在特惠贸易协定中,TPP、TTIP和TISA三个超大型自由贸易协定的数字贸易谈判尤为活跃,争论也异常激烈。由于相比双边贸易协定和特定区域内的贸易协定,跨区域、超大型的贸易协定能够更好地回应全球价值链的发展,且数字贸易对全球价值链的运作至关重要,因此,超大型自由贸易协定特别是TPP、TTIP和TISA的数字贸易规则将成为未来全球数字贸易规则的最新代表。目前,TPP已经正式签署,其中电子商务专章在跨境信息流动、计算设施的位置、源代码等方面包含更高标准的规定。正在谈判的TTIP、TISA致力于达成更加细化和深化的数字贸易规则,但美欧在数据本地化和跨境数据流动等问题上的巨大分歧阻碍了谈判的推进。

二、TPP数字贸易规则:未来数字贸易新规则的范本

1.TPP数字贸易规则的主要内容

TPP数字贸易规则主要体现为电子商务专章的规定。TPP电子商务专章的核心是自由、开放的数字产品和服务贸易,②其内容主要是鼓励数字贸易、保护消费者隐私、限制数据保护主义以及支持开放互联网的相关规则。

第一,鼓励数字贸易。TPP第14.11条“通过电子方式跨境传输信息”规定,缔约方应当允许涵盖的人为开展其业务而通过电子方式跨境传输信息,包括个人信息。这是贸易协定首次对服务提供者和投资者为其业务活动而进行的跨境数据自由流动提供保障,虽然TPP跨境信息流动规范的适用范围有限。根据第14.1条的定义,涵盖的人包括涵盖的投资、缔约方的投资者以及服务提供者。也就是说,TPP并非适用于所有的跨境信息流动,既不适用于普通的网络用户,也不适用于信息的非金钱交易,而是仅适用于信息提供者的商业行为。当然,TPP缔约方保留维持或采取有关数据流动的措施的权利,但是不得设置贸易壁垒。值得注意的是,TPP的措辞不同于韩美FTA。韩美FTA第15.8条“跨境信息流动”虽无强制约束力,但是并没有将适用范围限定于“涵盖的人”。并且韩美FTA美国首席谈判代表在其致韩国首席谈判代表的确认信中,已经指出该协定适用于互联网用户。③从这一点来看,TPP在促进跨境数据自由流动上的雄心水平的确打了折扣。

* 练习材料
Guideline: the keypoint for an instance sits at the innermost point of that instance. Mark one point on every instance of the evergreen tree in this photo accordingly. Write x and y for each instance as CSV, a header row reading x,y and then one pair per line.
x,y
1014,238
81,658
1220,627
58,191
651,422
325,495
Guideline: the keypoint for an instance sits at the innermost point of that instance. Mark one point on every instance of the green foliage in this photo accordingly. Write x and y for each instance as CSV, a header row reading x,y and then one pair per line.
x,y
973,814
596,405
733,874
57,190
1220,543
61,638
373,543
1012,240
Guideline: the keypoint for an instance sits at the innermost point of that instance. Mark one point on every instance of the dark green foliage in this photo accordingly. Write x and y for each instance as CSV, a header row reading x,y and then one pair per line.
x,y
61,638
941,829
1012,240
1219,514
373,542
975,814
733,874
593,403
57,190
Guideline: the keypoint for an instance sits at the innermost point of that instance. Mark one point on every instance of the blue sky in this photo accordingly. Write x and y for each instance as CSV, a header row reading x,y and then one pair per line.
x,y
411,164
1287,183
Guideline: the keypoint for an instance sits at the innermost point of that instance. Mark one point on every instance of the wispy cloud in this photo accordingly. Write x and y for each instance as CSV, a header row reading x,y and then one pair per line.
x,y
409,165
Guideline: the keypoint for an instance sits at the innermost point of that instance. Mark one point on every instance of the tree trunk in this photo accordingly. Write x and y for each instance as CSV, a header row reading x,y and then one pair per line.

* 练习
#1 抄写上文关于TPP数字贸易规则的文档节选，从含有"在特惠贸易协定中,TPP、T"的词句开始，到"动上的雄心水平的确打了折扣。"为止。
#2 更新记录中从含有"of the wispy"的那一行起直到记录末尾的各行：把"wispy cloud"换成"thin cloud"，其余一律不变，只写出这几行。

* 参考答案
#1
在特惠贸易协定中,TPP、TTIP和TISA三个超大型自由贸易协定的数字贸易谈判尤为活跃,争论也异常激烈。由于相比双边贸易协定和特定区域内的贸易协定,跨区域、超大型的贸易协定能够更好地回应全球价值链的发展,且数字贸易对全球价值链的运作至关重要,因此,超大型自由贸易协定特别是TPP、TTIP和TISA的数字贸易规则将成为未来全球数字贸易规则的最新代表。目前,TPP已经正式签署,其中电子商务专章在跨境信息流动、计算设施的位置、源代码等方面包含更高标准的规定。正在谈判的TTIP、TISA致力于达成更加细化和深化的数字贸易规则,但美欧在数据本地化和跨境数据流动等问题上的巨大分歧阻碍了谈判的推进。

二、TPP数字贸易规则:未来数字贸易新规则的范本

1.TPP数字贸易规则的主要内容

TPP数字贸易规则主要体现为电子商务专章的规定。TPP电子商务专章的核心是自由、开放的数字产品和服务贸易,②其内容主要是鼓励数字贸易、保护消费者隐私、限制数据保护主义以及支持开放互联网的相关规则。

第一,鼓励数字贸易。TPP第14.11条“通过电子方式跨境传输信息”规定,缔约方应当允许涵盖的人为开展其业务而通过电子方式跨境传输信息,包括个人信息。这是贸易协定首次对服务提供者和投资者为其业务活动而进行的跨境数据自由流动提供保障,虽然TPP跨境信息流动规范的适用范围有限。根据第14.1条的定义,涵盖的人包括涵盖的投资、缔约方的投资者以及服务提供者。也就是说,TPP并非适用于所有的跨境信息流动,既不适用于普通的网络用户,也不适用于信息的非金钱交易,而是仅适用于信息提供者的商业行为。当然,TPP缔约方保留维持或采取有关数据流动的措施的权利,但是不得设置贸易壁垒。值得注意的是,TPP的措辞不同于韩美FTA。韩美FTA第15.8条“跨境信息流动”虽无强制约束力,但是并没有将适用范围限定于“涵盖的人”。并且韩美FTA美国首席谈判代表在其致韩国首席谈判代表的确认信中,已经指出该协定适用于互联网用户。③从这一点来看,TPP在促进跨境数据自由流动上的雄心水平的确打了折扣。

#2
Guideline: the keypoint for an instance sits at the innermost point of that instance. Mark one point on every instance of the thin cloud in this photo accordingly. Write x and y for each instance as CSV, a header row reading x,y and then one pair per line.
x,y
409,165
Guideline: the keypoint for an instance sits at the innermost point of that instance. Mark one point on every instance of the tree trunk in this photo accordingly. Write x and y for each instance as CSV, a header row reading x,y and then one pair per line.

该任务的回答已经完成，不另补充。